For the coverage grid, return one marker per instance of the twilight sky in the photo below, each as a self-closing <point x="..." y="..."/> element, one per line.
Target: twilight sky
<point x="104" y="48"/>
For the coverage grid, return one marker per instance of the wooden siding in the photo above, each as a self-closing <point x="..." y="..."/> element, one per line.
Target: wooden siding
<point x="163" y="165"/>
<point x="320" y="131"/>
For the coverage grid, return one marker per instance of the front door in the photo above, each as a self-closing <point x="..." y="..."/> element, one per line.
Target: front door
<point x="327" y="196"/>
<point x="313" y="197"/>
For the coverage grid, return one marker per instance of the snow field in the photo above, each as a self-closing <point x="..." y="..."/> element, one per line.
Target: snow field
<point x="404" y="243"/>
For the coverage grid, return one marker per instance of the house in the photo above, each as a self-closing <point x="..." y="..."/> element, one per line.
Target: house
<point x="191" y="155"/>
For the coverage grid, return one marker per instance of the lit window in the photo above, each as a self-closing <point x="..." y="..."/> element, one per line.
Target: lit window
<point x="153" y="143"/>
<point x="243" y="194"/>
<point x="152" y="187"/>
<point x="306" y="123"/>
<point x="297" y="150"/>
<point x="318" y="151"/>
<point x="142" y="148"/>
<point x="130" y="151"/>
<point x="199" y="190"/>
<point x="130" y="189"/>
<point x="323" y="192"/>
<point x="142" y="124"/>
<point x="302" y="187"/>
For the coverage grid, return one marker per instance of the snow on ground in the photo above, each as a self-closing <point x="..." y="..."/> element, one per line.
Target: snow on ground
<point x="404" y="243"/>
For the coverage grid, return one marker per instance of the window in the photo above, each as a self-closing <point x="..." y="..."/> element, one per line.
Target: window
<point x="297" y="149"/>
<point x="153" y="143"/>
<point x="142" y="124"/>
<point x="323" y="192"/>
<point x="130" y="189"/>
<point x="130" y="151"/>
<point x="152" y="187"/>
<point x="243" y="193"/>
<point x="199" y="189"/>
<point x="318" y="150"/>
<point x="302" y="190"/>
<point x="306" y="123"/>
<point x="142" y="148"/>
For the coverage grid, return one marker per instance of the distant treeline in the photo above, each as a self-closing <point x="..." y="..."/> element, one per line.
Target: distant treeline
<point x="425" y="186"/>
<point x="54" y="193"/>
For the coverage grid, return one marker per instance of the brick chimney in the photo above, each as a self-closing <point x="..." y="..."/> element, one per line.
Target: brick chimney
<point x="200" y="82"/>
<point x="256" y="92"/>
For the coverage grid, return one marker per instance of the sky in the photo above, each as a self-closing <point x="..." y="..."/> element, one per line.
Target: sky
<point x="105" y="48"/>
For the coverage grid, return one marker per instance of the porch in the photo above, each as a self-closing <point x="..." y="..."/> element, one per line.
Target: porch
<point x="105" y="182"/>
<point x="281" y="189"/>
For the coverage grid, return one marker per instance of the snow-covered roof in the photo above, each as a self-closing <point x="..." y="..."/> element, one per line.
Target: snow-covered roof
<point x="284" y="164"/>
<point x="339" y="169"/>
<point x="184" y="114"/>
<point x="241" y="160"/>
########################################
#### TASK
Each entry is to be returned in full, character for character.

#### ANSWER SECTION
For the coverage grid, return one marker per instance of the twilight sky in the photo below, each as a self-closing <point x="..." y="..."/> element, one per line.
Target: twilight sky
<point x="104" y="48"/>
For the coverage grid, return one marker per instance of the wooden siding in the photo above, each as a self-closing <point x="..." y="..."/> element, one per line.
Target: wooden siding
<point x="163" y="165"/>
<point x="320" y="131"/>
For the coverage grid, return one marker per instance of the front door in the photo above, each as a self-closing <point x="..." y="..."/> element, one per line.
Target: front door
<point x="327" y="196"/>
<point x="313" y="197"/>
For the coverage grid, return one marker per instance of the snow field in the photo above, each as a self-closing <point x="..." y="..."/> element, one per line.
Target: snow field
<point x="404" y="243"/>
For the coverage grid, return one marker per instance of the house in the photo above, each as a self-closing <point x="..." y="..."/> element, one per line.
Target: house
<point x="191" y="155"/>
For the coverage grid, return one marker per instance of the lit window in the photo above, each as a self-closing <point x="..." y="..."/> element, one per line.
Target: lit window
<point x="153" y="143"/>
<point x="243" y="194"/>
<point x="152" y="187"/>
<point x="306" y="123"/>
<point x="297" y="150"/>
<point x="318" y="151"/>
<point x="142" y="148"/>
<point x="130" y="151"/>
<point x="199" y="190"/>
<point x="130" y="189"/>
<point x="323" y="192"/>
<point x="142" y="124"/>
<point x="302" y="187"/>
For the coverage grid, return one marker per instance of the snow on ground in the photo above, each as a self-closing <point x="..." y="..."/> element, one per line.
Target: snow on ground
<point x="404" y="243"/>
For the coverage grid, return one marker per instance of the window in the photo above, each as a self-closing <point x="..." y="..."/> element, one per line.
Target: window
<point x="297" y="149"/>
<point x="153" y="143"/>
<point x="142" y="124"/>
<point x="323" y="192"/>
<point x="130" y="189"/>
<point x="130" y="151"/>
<point x="152" y="187"/>
<point x="243" y="193"/>
<point x="199" y="189"/>
<point x="318" y="150"/>
<point x="302" y="190"/>
<point x="306" y="123"/>
<point x="142" y="148"/>
For the coverage grid, return one marker per instance of the distant treeline in the photo above, each as a self-closing <point x="..." y="..."/> element, one per line.
Target: distant treeline
<point x="425" y="186"/>
<point x="54" y="193"/>
For the coverage grid, return one marker per instance of the brick chimney in the photo above, each as a self-closing <point x="..." y="..."/> element, one per line.
Target: brick chimney
<point x="200" y="82"/>
<point x="256" y="92"/>
For the coverage grid, return one marker per instance of the sky in the photo above, each as a self-closing <point x="..." y="..."/> element, one per line.
Target: sky
<point x="105" y="48"/>
For the coverage grid, return one marker per instance of the porch in the photo above, each as a self-closing <point x="..." y="..."/> element, one per line.
Target: porch
<point x="105" y="182"/>
<point x="281" y="189"/>
For the coverage grid, return one marker per instance of the snow-covered roof in the photo above, each as a self-closing <point x="..." y="..."/> element, one per line.
Target: snow-covered roof
<point x="284" y="164"/>
<point x="339" y="169"/>
<point x="184" y="114"/>
<point x="241" y="160"/>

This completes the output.